------ Excerpt provided ------

Introduction To PHP 7: What’s New And What’s Gone

PHP 6 was ambitious, but rubbish. That’s how we ended up with PHP 7, skipping version 6 in the process.

One of the most exciting events in 2015 in the PHP world was the release of PHP 7, 10 years on from the release of the last major version, PHP 5. With a major step forward, PHP 7 introduces plenty of new features and performance upgrades.

However, it also removes old, deprecated functionality, which introduces some compatibility breaks, making it harder for older applications to migrate to the new version. This guide should serve as a quick tour on what to expect if you plan on moving your existing applications, or building new ones, on top of PHP 7.

But Wait, Where Did PHP 6 Go?

If you haven’t been working with PHP lately, you might wonder what happened to PHP 6, why the skip from PHP 5 to PHP 7? Well, long story short, PHP 6 was a failure. The main feature of version 6 was native support for Unicode characters since PHP is used mainly in web development and the web needs Unicode, so the move to bring Unicode to PHP made sense.

------

▸ **Exercise brief**: Write out the part of the PHP 7 article starting at "But Wait, Where" and ending at "PHP made sense.". The items that follow have no connection to the PHP 7 article.

------ Raw records ------

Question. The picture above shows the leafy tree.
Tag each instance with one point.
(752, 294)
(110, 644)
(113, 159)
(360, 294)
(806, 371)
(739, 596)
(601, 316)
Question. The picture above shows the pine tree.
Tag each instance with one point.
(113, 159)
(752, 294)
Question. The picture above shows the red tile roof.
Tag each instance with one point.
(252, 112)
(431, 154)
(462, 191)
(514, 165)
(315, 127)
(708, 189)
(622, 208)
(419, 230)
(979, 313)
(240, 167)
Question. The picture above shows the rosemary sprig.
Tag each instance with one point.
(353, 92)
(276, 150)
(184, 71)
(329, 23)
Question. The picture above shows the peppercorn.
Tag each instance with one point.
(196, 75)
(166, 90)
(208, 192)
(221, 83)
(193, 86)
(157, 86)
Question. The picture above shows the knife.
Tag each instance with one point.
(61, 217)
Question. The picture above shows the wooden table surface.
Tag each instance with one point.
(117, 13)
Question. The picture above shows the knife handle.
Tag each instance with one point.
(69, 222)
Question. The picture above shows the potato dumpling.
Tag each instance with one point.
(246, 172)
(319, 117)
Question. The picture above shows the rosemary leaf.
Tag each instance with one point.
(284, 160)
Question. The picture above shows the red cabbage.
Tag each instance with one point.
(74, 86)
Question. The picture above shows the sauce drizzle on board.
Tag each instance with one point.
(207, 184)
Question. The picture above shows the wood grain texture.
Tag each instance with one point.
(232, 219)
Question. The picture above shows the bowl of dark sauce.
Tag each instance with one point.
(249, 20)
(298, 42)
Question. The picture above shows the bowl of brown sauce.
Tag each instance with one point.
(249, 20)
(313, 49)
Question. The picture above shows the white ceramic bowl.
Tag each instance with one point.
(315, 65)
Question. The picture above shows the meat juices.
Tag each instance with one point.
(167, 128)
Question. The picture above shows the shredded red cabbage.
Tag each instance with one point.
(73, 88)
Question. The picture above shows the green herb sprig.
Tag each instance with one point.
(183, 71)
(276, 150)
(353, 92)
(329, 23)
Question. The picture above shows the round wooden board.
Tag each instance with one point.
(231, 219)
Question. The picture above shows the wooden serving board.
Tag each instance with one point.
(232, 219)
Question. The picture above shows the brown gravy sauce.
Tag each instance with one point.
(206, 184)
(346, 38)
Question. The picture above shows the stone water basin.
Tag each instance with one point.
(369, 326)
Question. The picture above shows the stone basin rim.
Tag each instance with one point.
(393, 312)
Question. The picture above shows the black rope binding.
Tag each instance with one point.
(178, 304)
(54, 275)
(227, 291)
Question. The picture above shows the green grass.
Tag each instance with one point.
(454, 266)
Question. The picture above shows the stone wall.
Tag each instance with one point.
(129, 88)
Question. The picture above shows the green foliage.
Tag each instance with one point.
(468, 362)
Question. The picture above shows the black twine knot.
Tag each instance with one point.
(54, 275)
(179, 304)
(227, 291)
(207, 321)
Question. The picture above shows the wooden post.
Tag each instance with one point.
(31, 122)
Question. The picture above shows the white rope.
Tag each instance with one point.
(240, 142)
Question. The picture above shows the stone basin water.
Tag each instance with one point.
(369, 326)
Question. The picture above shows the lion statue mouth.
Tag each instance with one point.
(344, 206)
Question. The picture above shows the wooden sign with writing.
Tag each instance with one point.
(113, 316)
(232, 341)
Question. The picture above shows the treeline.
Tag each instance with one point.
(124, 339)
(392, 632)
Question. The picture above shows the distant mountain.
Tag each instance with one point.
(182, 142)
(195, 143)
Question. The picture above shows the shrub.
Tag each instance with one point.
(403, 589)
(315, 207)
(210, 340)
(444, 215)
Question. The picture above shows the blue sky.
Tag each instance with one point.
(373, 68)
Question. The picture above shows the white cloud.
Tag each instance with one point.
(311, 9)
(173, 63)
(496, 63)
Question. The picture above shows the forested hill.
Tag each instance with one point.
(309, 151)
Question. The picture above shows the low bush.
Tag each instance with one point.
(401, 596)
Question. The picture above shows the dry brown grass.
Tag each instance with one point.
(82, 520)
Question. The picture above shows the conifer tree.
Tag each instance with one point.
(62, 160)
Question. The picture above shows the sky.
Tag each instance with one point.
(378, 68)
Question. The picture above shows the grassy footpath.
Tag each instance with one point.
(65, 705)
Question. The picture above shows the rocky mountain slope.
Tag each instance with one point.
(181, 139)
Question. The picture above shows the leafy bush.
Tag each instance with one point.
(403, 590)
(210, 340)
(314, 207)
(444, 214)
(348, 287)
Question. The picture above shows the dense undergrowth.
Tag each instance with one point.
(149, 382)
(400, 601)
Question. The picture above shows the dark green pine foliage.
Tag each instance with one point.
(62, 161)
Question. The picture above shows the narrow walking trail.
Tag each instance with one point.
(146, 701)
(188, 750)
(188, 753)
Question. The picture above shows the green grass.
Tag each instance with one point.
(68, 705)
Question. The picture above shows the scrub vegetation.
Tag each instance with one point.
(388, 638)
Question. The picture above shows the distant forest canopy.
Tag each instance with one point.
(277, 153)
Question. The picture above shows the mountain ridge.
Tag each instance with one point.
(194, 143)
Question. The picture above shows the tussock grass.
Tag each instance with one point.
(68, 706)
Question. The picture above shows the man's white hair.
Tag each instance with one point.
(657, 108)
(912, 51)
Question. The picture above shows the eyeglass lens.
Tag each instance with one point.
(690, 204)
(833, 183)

------

▸ **Completed task**:
But Wait, Where Did PHP 6 Go?

If you haven’t been working with PHP lately, you might wonder what happened to PHP 6, why the skip from PHP 5 to PHP 7? Well, long story short, PHP 6 was a failure. The main feature of version 6 was native support for Unicode characters since PHP is used mainly in web development and the web needs Unicode, so the move to bring Unicode to PHP made sense.